§ Problem to work on
Retype all the records with nothing changed.

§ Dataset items
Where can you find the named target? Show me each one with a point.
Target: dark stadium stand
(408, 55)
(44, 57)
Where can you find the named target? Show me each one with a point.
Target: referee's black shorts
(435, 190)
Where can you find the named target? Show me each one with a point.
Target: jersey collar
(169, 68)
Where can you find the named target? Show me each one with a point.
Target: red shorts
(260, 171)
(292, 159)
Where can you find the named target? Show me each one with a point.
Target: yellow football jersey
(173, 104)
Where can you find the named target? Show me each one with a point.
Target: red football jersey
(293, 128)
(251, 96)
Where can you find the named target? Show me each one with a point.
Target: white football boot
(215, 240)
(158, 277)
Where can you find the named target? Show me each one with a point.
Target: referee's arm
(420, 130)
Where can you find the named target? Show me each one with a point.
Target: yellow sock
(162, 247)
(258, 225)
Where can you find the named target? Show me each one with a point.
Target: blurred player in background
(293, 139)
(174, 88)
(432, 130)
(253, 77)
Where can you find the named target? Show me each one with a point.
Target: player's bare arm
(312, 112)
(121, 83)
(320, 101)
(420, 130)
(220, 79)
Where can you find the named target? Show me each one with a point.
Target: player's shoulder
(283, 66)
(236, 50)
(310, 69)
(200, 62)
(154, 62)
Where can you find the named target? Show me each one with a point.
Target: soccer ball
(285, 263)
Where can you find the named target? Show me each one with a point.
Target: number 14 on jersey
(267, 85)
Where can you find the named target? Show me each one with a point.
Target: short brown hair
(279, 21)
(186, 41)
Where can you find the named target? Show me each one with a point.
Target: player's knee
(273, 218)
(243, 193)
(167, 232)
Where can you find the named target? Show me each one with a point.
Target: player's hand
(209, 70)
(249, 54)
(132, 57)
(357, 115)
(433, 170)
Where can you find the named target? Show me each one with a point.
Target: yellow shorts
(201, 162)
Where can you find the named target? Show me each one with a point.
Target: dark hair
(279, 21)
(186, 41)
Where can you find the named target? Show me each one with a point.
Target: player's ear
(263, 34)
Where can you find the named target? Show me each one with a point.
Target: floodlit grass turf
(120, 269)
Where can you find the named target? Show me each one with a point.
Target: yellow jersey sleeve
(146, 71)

§ Complete output
Where can you find the named target? Show me each one with a point.
Target: dark stadium stand
(408, 55)
(44, 57)
Where can you find the named target? Show me each one with a point.
Target: referee's black shorts
(435, 190)
Where can you find the named target? Show me each one with a point.
Target: jersey collar
(169, 68)
Where can you find the named target? Show me each one with a point.
Target: red shorts
(260, 171)
(292, 159)
Where can you find the named target? Show me each one with a point.
Target: yellow football jersey
(173, 104)
Where can you find the named target? Show me each one with a point.
Target: red football jersey
(293, 128)
(251, 96)
Where can you find the named target? Show me each one with a point.
Target: white football boot
(215, 240)
(158, 277)
Where can you find the named target? Show me each one with a point.
Target: referee's arm
(420, 130)
Where can you find the named target? Show me each one with a point.
Target: yellow sock
(162, 247)
(258, 225)
Where can you find the named target? Show me each one with a point.
Target: blurred player in background
(293, 139)
(174, 88)
(432, 130)
(253, 77)
Where can you find the named target? Show me each one with a point.
Target: player's bare arm
(312, 112)
(121, 83)
(320, 101)
(420, 130)
(220, 79)
Where can you find the named target? Show me each one with a point.
Target: player's shoulder
(283, 66)
(236, 50)
(310, 69)
(200, 62)
(154, 62)
Where can you find the named target? Show me each one with a point.
Target: soccer ball
(285, 263)
Where can you find the named target? Show me each one with a point.
Target: number 14 on jersey
(267, 85)
Where can you find the named target? Show me each one with a point.
Target: short brown hair
(279, 21)
(186, 41)
Where can you find the named target? Show me each one with a point.
Target: player's knee
(273, 218)
(243, 193)
(167, 232)
Where can you find the named target? Show me each one with a point.
Target: player's hand
(209, 70)
(249, 54)
(132, 57)
(357, 115)
(433, 170)
Where can you find the named target? Show me each one with a point.
Target: yellow shorts
(201, 162)
Where can you find the named target? Show me each one with a point.
Target: dark hair
(279, 21)
(186, 41)
Where can you find the named target? Show me each one with a point.
Target: player's ear
(263, 34)
Where can you find the named target? Show me each one with a point.
Target: floodlit grass turf
(120, 269)
Where can you find the named target? Show me each one with a point.
Target: yellow jersey sleeve
(146, 71)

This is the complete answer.